Excerpted passage:
↓

Andrina Goussous had always known she wanted to pursue her future studies in the UK. She had visited the country previously on a three-month exchange programme, and fallen in love with the entire experience. So when her school hosted a UK university fair during her final year, she jumped at the chance to explore the host of institutions the country had to offer.
It was there that she discovered the University of Kent. Founded in 1965, the University of Kent has established itself as one of the most prestigious institutions in the UK. It’s consistently ranked within the top 50 UK universities, and has placed within the top 10 for research intensity. This has bled onto the world stage: internationally, the institution has gained a reputation for its excellence in academia and research, and is a first choice for many students submitting their university applications.
Goussous, who had a natural inclination towards business, was impressed by the focused programmes on offer at the university. She applied as soon as she could and flew from her home in Qatar to visit the UK campus before she made her final decision.

↑

Work to do: Set down word for word the part of the passage about Andrina Goussous that begins at the words "Andrina Goussous had" and stops after the words "their university applications.".

Record excerpts:
↓

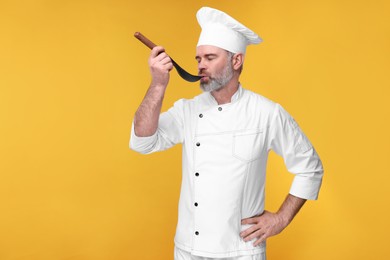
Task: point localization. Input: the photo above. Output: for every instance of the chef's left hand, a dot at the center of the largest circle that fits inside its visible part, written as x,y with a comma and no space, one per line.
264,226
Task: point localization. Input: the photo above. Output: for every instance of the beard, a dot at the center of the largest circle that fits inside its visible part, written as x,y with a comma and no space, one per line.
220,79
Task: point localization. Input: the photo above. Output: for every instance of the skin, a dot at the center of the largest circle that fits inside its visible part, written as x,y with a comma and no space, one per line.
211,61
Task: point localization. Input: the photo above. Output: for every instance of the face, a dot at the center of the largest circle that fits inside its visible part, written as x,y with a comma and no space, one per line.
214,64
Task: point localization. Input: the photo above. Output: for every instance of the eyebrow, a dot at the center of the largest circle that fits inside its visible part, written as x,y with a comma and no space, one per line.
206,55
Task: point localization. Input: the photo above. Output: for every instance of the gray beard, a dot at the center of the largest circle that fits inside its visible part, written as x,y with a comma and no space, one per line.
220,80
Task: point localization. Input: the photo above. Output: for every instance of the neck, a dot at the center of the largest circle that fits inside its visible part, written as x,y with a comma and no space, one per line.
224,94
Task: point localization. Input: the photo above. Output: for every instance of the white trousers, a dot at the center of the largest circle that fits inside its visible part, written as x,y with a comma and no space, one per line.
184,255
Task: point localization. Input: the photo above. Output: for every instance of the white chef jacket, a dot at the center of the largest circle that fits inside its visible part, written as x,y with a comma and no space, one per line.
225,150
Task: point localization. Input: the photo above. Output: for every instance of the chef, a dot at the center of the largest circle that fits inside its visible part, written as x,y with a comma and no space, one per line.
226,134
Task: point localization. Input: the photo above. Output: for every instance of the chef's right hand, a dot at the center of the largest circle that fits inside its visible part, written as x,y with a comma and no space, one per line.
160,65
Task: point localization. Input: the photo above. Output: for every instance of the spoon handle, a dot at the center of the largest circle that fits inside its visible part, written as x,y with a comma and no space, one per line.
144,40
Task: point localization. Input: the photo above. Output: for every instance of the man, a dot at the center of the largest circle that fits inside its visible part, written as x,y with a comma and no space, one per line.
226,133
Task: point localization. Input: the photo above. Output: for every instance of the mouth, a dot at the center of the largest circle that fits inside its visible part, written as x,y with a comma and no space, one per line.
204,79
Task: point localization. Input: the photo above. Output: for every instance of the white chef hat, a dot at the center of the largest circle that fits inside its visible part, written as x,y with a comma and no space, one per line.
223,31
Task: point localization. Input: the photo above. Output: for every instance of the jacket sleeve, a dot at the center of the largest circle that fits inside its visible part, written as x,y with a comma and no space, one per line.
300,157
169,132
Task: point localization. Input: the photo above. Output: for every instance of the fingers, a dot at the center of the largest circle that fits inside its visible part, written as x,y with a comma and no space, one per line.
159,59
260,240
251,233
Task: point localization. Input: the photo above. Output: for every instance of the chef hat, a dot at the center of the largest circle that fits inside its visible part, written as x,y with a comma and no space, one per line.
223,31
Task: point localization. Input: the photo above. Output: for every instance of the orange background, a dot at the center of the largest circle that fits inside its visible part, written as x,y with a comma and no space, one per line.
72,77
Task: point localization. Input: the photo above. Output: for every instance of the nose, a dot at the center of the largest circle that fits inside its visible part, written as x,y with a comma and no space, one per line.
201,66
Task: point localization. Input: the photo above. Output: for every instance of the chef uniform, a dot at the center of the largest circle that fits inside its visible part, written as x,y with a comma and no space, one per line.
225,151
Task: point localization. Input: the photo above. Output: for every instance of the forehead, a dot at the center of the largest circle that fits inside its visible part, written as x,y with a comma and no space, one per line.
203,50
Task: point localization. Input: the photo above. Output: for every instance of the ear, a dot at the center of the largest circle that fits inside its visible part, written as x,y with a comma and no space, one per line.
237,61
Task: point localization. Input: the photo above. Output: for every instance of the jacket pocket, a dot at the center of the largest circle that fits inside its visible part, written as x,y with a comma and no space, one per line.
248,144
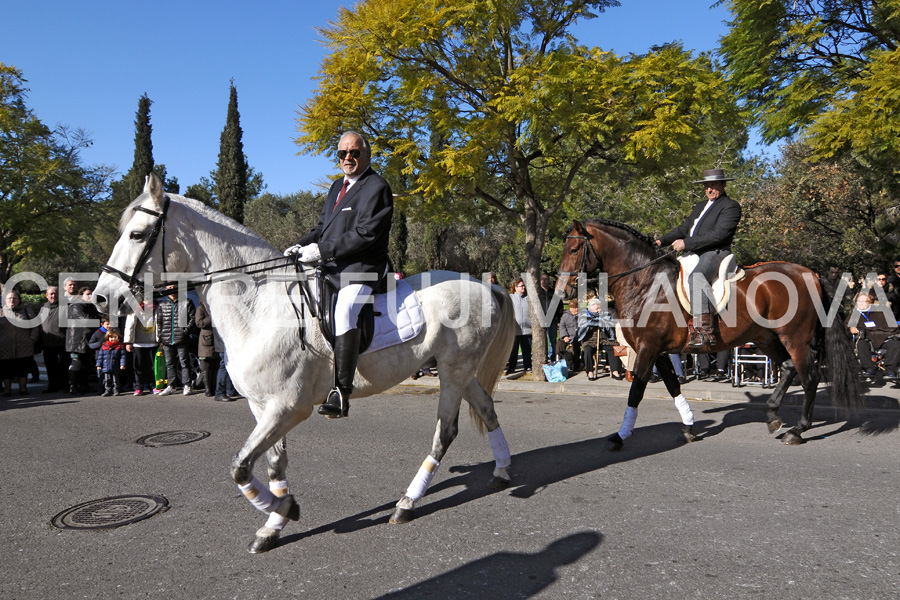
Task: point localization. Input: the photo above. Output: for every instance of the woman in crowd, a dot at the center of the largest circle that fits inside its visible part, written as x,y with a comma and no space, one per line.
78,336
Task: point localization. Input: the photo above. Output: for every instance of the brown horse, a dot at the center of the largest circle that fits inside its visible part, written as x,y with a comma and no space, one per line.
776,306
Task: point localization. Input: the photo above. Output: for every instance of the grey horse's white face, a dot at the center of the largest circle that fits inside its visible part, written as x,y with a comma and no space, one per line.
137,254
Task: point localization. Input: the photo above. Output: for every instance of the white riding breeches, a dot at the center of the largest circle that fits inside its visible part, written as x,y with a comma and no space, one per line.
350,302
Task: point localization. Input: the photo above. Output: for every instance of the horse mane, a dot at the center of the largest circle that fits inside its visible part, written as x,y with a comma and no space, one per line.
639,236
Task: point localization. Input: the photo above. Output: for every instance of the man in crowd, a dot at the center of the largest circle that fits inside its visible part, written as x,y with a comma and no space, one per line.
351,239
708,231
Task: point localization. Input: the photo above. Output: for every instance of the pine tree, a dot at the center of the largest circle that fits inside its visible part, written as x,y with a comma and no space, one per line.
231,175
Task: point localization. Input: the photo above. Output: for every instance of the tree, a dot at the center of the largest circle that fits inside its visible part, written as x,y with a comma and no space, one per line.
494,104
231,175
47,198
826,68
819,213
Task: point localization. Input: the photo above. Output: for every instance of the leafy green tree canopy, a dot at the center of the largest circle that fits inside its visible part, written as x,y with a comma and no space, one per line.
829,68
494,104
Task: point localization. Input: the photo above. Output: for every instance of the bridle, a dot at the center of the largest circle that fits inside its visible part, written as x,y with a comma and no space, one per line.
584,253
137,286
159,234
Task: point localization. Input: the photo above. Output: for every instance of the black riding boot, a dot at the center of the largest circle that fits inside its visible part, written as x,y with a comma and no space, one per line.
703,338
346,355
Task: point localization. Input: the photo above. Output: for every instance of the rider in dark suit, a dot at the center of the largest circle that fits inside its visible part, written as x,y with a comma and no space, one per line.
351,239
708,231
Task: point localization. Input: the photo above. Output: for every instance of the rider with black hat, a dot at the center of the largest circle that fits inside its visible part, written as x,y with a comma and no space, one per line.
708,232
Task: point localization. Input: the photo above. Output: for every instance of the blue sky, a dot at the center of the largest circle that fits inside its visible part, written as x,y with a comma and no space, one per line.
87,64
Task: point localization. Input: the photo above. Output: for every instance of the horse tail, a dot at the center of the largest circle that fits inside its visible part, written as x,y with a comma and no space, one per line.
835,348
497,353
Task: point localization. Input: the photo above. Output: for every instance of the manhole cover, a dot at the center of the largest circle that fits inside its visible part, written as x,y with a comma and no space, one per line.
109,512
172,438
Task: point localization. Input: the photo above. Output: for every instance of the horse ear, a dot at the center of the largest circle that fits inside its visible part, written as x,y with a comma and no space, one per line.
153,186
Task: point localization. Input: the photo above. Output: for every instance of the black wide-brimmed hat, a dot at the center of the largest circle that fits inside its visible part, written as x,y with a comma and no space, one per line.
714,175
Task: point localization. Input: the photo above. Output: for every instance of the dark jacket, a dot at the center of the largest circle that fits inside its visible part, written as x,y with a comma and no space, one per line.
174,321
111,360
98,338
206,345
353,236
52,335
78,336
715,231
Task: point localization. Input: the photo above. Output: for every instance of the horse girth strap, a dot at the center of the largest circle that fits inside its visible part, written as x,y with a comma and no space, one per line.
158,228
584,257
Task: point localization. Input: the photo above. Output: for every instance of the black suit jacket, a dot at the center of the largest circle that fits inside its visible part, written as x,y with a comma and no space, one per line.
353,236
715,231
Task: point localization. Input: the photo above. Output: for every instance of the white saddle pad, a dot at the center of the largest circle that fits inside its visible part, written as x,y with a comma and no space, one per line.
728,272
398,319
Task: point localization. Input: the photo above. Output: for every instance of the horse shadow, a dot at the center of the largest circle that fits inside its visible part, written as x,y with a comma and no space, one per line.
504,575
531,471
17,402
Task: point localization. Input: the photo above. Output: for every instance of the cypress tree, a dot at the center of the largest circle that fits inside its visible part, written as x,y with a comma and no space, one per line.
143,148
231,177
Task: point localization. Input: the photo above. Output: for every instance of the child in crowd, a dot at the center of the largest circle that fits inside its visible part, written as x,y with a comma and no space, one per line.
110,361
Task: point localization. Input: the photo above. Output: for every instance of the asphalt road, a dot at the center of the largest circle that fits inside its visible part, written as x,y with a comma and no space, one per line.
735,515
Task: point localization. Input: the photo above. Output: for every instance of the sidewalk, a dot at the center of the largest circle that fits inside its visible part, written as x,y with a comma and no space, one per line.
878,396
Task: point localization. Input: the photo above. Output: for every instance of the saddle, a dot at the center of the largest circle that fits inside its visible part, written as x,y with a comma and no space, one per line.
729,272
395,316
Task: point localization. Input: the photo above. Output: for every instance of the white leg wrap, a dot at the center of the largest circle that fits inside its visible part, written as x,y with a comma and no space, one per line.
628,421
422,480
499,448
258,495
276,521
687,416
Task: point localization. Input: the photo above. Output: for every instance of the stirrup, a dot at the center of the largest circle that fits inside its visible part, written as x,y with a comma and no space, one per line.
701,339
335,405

↑

Problem solution:
Andrina Goussous had always known she wanted to pursue her future studies in the UK. She had visited the country previously on a three-month exchange programme, and fallen in love with the entire experience. So when her school hosted a UK university fair during her final year, she jumped at the chance to explore the host of institutions the country had to offer.
It was there that she discovered the University of Kent. Founded in 1965, the University of Kent has established itself as one of the most prestigious institutions in the UK. It’s consistently ranked within the top 50 UK universities, and has placed within the top 10 for research intensity. This has bled onto the world stage: internationally, the institution has gained a reputation for its excellence in academia and research, and is a first choice for many students submitting their university applications.